WHAT THE TASK REQUIRES:
Below are the entries; output exactly the lines from the one containing "Where in this photo can the couple" through the final line, inclusive.

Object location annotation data
* * * * * * * * *

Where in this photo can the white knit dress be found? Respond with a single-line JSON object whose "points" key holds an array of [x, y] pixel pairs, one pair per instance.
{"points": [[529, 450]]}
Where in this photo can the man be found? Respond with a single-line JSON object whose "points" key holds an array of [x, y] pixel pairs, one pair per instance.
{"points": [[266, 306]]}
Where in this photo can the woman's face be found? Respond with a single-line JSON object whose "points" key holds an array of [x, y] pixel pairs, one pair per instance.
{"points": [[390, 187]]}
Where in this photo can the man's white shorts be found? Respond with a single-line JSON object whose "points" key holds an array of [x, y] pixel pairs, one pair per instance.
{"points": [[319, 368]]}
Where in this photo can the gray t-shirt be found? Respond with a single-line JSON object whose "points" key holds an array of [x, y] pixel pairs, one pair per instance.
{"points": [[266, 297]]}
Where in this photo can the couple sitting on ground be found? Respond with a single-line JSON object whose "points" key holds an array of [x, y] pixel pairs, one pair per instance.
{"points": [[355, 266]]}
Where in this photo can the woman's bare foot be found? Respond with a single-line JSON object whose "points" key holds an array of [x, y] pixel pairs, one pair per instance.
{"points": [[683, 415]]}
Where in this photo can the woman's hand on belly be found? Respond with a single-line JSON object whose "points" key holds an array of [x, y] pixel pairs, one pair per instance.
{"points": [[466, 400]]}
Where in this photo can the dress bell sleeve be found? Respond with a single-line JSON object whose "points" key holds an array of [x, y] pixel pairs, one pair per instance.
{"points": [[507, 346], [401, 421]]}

* * * * * * * * *

THE COMPLETED TASK:
Where in this photo can the couple sitting on ground be found? Respond with a single-line JSON object whose "points" key holds an array of [x, y] pixel pairs, one pair per instance.
{"points": [[355, 266]]}
Where in this photo can the woman's bare foot be found? Respond with a single-line JSON object whose "points" key holds an array of [x, y] pixel pairs, one pair per instance.
{"points": [[683, 415]]}
Where in this photo can the woman's hand on belly be found? Respond with a single-line JSON object whose "points" key holds an array of [x, y] pixel pairs, one pair per instance.
{"points": [[466, 400]]}
Where in this photo can the dress bell sleeve be found? Respond with a single-line JSON object whose "points" key holds an array of [x, y] pixel pairs, one pair per instance.
{"points": [[507, 346], [401, 421]]}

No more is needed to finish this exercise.